> WHAT THE EXERCISE ASKS
Render the rows below as a Markdown table with two columns, No. and Text: number each row and put its words in the second column, skipping any blank lines.

> DATA LISTING
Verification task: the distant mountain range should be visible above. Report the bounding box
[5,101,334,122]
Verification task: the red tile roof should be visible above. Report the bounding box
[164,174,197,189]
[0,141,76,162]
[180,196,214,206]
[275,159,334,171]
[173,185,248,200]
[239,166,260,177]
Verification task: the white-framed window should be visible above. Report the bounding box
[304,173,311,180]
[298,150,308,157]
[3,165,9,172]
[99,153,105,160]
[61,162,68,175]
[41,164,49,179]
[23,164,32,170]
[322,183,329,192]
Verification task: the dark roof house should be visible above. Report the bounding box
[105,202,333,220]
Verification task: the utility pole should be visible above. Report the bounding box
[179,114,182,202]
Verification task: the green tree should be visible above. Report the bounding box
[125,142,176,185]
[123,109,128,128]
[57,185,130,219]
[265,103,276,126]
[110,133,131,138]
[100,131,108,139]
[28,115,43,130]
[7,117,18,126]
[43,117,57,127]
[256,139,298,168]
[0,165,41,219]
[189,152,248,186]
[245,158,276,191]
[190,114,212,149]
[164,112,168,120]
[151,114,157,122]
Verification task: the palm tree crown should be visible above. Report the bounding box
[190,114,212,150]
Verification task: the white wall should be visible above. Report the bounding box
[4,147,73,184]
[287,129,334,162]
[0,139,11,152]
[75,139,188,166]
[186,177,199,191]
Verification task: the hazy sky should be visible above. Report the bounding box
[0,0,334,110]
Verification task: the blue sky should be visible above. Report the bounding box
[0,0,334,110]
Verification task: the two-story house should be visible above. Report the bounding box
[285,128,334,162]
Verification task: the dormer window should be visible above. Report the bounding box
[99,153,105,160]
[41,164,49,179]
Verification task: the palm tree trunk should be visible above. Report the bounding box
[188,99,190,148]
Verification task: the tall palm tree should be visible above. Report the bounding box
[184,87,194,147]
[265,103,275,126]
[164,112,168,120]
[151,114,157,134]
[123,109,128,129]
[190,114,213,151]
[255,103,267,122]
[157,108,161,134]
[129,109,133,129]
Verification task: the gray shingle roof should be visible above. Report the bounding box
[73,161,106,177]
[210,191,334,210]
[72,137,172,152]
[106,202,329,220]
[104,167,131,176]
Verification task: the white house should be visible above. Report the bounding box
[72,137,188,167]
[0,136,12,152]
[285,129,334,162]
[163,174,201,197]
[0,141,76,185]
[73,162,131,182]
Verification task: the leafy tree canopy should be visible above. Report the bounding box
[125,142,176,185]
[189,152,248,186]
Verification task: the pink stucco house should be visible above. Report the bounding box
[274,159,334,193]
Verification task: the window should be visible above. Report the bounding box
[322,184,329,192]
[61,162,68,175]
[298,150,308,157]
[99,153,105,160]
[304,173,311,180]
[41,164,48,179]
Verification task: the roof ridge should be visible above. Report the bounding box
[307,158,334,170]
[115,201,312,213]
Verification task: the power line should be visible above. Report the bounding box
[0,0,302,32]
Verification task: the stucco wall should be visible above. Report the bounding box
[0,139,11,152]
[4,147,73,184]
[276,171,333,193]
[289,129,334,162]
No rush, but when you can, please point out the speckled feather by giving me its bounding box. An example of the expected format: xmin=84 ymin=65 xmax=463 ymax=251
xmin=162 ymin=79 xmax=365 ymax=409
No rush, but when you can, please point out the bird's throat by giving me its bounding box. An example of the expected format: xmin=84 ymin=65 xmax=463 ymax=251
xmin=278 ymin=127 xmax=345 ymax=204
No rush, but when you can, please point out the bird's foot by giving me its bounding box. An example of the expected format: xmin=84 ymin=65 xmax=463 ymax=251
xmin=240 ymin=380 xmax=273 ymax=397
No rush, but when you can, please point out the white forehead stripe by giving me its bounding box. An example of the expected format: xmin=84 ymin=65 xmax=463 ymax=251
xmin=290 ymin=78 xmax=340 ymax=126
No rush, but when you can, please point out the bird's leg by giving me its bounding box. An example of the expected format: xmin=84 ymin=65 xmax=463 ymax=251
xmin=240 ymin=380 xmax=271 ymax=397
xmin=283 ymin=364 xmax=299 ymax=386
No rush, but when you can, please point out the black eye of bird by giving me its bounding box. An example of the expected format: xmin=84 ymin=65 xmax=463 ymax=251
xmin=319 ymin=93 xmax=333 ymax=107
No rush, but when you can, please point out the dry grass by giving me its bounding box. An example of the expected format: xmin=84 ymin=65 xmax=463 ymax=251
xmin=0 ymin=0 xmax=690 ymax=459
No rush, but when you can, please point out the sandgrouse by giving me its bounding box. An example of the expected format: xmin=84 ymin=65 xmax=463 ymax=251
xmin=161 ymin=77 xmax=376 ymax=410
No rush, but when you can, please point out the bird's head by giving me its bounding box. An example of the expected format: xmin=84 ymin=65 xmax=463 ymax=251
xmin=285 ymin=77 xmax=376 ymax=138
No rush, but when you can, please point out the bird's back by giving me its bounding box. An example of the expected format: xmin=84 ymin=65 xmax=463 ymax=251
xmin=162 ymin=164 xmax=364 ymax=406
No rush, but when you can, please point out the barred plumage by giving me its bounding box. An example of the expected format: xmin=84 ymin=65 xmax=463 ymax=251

> SOLUTION
| No. | Text |
|---|---|
| 1 | Verification task: the distant mountain range should be visible above. Report the bounding box |
| 2 | [5,101,334,122] |
| 3 | Verification task: the red tile roof should be visible above. Report the bounding box |
| 4 | [164,174,197,189] |
| 5 | [0,141,76,162] |
| 6 | [180,196,214,206] |
| 7 | [275,159,334,171] |
| 8 | [173,185,248,200] |
| 9 | [239,166,260,177] |
| 10 | Verification task: the white-framed window should be visible above. Report the bounding box |
| 11 | [304,173,311,180] |
| 12 | [298,150,308,157] |
| 13 | [3,165,9,172] |
| 14 | [99,153,105,160] |
| 15 | [61,162,68,175] |
| 16 | [41,164,49,179] |
| 17 | [23,164,32,170] |
| 18 | [322,183,329,192] |
| 19 | Verification task: the dark roof house should be visible above. Report the bounding box |
| 20 | [105,202,333,220] |
| 21 | Verification task: the utility pole should be visible above. Report the bounding box |
| 22 | [179,114,182,202] |
| 23 | Verification task: the green tree should be visible above. Report the bounding box |
| 24 | [125,142,176,185] |
| 25 | [123,109,128,128] |
| 26 | [57,185,130,219] |
| 27 | [265,103,276,126] |
| 28 | [110,133,131,138] |
| 29 | [100,131,108,139] |
| 30 | [28,115,43,130] |
| 31 | [7,117,18,126] |
| 32 | [43,117,57,127] |
| 33 | [256,139,298,168] |
| 34 | [0,165,41,219] |
| 35 | [189,152,248,186] |
| 36 | [245,158,276,191] |
| 37 | [190,114,212,149] |
| 38 | [164,112,168,120] |
| 39 | [151,114,157,122] |
| 40 | Verification task: the palm tree crown should be visible above. Report the bounding box |
| 41 | [190,114,212,150] |
| 42 | Verification task: the white wall should be visible above. Report the bounding box |
| 43 | [4,147,73,184] |
| 44 | [287,129,334,162] |
| 45 | [0,139,11,152] |
| 46 | [75,139,188,166] |
| 47 | [186,177,199,191] |
| 48 | Verification task: the hazy sky should be visible above. Report the bounding box |
| 49 | [0,0,334,110] |
| 50 | Verification task: the blue sky should be visible above. Report the bounding box |
| 51 | [0,0,334,110] |
| 52 | Verification task: the two-story house should be visible above. Report the bounding box |
| 53 | [285,128,334,162] |
| 54 | Verification task: the dormer window should be visible above. Report the bounding box |
| 55 | [99,153,105,160] |
| 56 | [41,164,49,179] |
| 57 | Verification task: the palm tree trunk should be visible above. Report the bounding box |
| 58 | [188,99,190,148] |
| 59 | Verification task: the tall palm tree should be visible above. Report the bounding box |
| 60 | [184,87,194,147] |
| 61 | [265,103,275,126] |
| 62 | [164,112,168,120] |
| 63 | [151,114,157,134] |
| 64 | [123,109,128,129] |
| 65 | [190,114,213,151] |
| 66 | [255,103,267,122] |
| 67 | [157,108,161,134] |
| 68 | [129,109,133,129] |
| 69 | Verification task: the gray shingle roof should be visible above. Report the bounding box |
| 70 | [73,161,106,177] |
| 71 | [210,191,334,210] |
| 72 | [72,137,172,152] |
| 73 | [106,202,329,220] |
| 74 | [104,167,131,176] |
| 75 | Verification task: the white house should be visible above. Report the bounding box |
| 76 | [72,137,188,167] |
| 77 | [0,136,12,152] |
| 78 | [285,129,334,162] |
| 79 | [163,174,201,197] |
| 80 | [0,141,76,185] |
| 81 | [73,162,131,182] |
| 82 | Verification task: the leafy tree canopy should be visible above. Report the bounding box |
| 83 | [125,142,176,185] |
| 84 | [189,152,248,186] |
| 85 | Verification task: the pink stucco house should be visible above. Report the bounding box |
| 86 | [274,159,334,193] |
| 87 | Verification task: the window should be visible above. Report the bounding box |
| 88 | [322,184,329,192] |
| 89 | [61,162,68,175] |
| 90 | [298,150,308,157] |
| 91 | [99,153,105,160] |
| 92 | [304,173,311,180] |
| 93 | [41,164,48,179] |
| 94 | Verification task: the roof ridge should be visible above. Report the bounding box |
| 95 | [307,158,334,170] |
| 96 | [115,201,312,213] |
| 97 | Verification task: the power line should be visible above. Report the bounding box |
| 98 | [0,0,302,32] |
| 99 | Verification task: the stucco wall should be visible above. Report the bounding box |
| 100 | [0,139,11,152] |
| 101 | [4,147,73,184] |
| 102 | [276,171,333,193] |
| 103 | [289,129,334,162] |
| 104 | No rush, but when you can, please point out the speckled feather by giving me its bounding box. An example of the expected format: xmin=84 ymin=65 xmax=463 ymax=251 |
| 105 | xmin=162 ymin=79 xmax=365 ymax=409 |
| 106 | No rush, but when you can, please point out the bird's throat by giving me its bounding box. An example of the expected format: xmin=84 ymin=65 xmax=463 ymax=251 |
| 107 | xmin=278 ymin=127 xmax=345 ymax=204 |
| 108 | No rush, but when you can, please point out the bird's foot by giving me its bounding box. An example of the expected format: xmin=84 ymin=65 xmax=463 ymax=251 |
| 109 | xmin=240 ymin=380 xmax=273 ymax=397 |
| 110 | No rush, but when you can, please point out the white forehead stripe by giving me its bounding box. An example of the expected format: xmin=84 ymin=65 xmax=463 ymax=251 |
| 111 | xmin=290 ymin=78 xmax=340 ymax=126 |
| 112 | No rush, but when you can, please point out the bird's leg by giving me its bounding box. An example of the expected format: xmin=84 ymin=65 xmax=463 ymax=251 |
| 113 | xmin=240 ymin=380 xmax=271 ymax=397 |
| 114 | xmin=283 ymin=364 xmax=299 ymax=386 |
| 115 | No rush, but when you can, please point out the black eye of bird by giving me its bounding box. An example of the expected format: xmin=84 ymin=65 xmax=463 ymax=251 |
| 116 | xmin=319 ymin=93 xmax=333 ymax=107 |
| 117 | No rush, but when you can, please point out the dry grass by giving me its bounding box. An example of the expected format: xmin=84 ymin=65 xmax=463 ymax=251 |
| 118 | xmin=0 ymin=0 xmax=690 ymax=459 |
| 119 | No rush, but when you can, please point out the sandgrouse by giving me its bounding box. An example of the expected format: xmin=84 ymin=65 xmax=463 ymax=251 |
| 120 | xmin=161 ymin=77 xmax=376 ymax=410 |
| 121 | No rush, but when you can, please point out the bird's head by giving me its bounding box. An example of the expected format: xmin=84 ymin=65 xmax=463 ymax=251 |
| 122 | xmin=285 ymin=77 xmax=376 ymax=138 |
| 123 | No rush, but when you can, please point out the bird's back by giving me its bounding box. An example of the expected format: xmin=84 ymin=65 xmax=463 ymax=251 |
| 124 | xmin=162 ymin=164 xmax=364 ymax=406 |
| 125 | No rush, but when you can, please point out the barred plumage by giving me its bounding box. An example of the expected format: xmin=84 ymin=65 xmax=463 ymax=251 |